Records of labeled boxes
[start]

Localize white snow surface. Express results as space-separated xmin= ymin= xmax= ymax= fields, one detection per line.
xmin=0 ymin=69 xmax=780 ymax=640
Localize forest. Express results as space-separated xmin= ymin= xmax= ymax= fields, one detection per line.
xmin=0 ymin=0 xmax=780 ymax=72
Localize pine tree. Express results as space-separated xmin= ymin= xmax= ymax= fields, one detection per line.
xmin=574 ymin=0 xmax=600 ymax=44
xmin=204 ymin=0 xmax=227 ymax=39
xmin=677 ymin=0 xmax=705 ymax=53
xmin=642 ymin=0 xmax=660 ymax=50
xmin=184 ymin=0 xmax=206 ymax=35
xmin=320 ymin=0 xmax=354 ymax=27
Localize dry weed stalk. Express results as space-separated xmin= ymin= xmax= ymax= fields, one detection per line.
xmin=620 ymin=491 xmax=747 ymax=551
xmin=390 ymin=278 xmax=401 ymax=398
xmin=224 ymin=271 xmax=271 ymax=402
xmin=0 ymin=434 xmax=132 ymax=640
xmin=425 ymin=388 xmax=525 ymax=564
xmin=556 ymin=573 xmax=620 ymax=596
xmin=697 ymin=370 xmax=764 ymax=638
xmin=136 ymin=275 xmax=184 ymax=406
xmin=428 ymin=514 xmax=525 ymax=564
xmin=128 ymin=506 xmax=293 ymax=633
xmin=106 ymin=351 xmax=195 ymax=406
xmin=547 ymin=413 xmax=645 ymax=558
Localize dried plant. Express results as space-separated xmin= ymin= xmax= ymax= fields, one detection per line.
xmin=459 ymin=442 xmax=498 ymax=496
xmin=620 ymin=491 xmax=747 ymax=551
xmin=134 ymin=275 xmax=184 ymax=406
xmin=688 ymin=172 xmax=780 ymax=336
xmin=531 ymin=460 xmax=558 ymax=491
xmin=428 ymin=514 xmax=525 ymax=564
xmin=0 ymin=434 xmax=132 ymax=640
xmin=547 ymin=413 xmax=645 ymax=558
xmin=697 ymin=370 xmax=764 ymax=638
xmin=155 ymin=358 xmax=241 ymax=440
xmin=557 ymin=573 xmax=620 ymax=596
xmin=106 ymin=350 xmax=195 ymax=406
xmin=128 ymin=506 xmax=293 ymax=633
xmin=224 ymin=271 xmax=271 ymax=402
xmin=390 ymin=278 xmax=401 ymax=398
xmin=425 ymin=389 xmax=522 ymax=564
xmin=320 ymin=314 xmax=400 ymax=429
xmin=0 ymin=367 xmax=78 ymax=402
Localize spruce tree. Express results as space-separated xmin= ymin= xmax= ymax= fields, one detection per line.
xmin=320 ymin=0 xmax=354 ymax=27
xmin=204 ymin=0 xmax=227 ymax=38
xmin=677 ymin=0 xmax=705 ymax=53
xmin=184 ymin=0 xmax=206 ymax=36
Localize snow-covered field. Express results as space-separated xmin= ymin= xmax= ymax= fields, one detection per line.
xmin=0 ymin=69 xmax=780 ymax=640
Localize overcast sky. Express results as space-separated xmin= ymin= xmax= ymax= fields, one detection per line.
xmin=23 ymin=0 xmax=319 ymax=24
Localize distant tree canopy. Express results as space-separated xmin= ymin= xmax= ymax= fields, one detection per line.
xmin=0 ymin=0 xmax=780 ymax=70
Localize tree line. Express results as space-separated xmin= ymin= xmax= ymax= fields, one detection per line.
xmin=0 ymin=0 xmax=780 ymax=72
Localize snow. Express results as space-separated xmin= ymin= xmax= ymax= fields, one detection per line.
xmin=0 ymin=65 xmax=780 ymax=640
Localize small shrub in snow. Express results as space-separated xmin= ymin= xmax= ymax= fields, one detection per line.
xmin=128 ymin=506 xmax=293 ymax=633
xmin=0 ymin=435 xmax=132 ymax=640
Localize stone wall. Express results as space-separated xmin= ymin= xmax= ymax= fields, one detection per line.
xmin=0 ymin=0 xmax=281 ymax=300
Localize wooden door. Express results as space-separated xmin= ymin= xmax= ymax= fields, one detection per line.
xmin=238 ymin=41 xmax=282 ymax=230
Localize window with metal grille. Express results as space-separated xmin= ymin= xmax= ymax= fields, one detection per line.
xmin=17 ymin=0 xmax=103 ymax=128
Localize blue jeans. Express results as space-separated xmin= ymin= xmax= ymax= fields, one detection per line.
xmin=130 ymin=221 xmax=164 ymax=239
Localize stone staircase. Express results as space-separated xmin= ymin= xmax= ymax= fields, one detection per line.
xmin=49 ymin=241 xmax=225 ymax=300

[end]

__WORK INSTRUCTIONS__.
Reproduce every line from the one containing "Localize stone wall." through the last line of the records, inclusive, with the requests included. Offset each bounding-box coordinate in the answers by adding 77 to it.

__TASK ANSWER__.
Localize stone wall. Express results as space-separated xmin= ymin= xmax= ymax= fields, one detection per line.
xmin=77 ymin=77 xmax=358 ymax=377
Localize wooden door. Express results as space-separated xmin= ymin= xmax= ymax= fields, one detection per line.
xmin=315 ymin=118 xmax=359 ymax=307
Localize window with metal grille. Express results as space-separated xmin= ymin= xmax= ymax= fields, one detection per line.
xmin=94 ymin=77 xmax=180 ymax=205
Localize blue jeans. Express results as space-separated xmin= ymin= xmax= ymax= fields, one detection per line.
xmin=207 ymin=298 xmax=241 ymax=316
Localize stone staircase. Express results as space-separated xmin= ymin= xmax= ymax= fields, one detection per line.
xmin=126 ymin=318 xmax=302 ymax=377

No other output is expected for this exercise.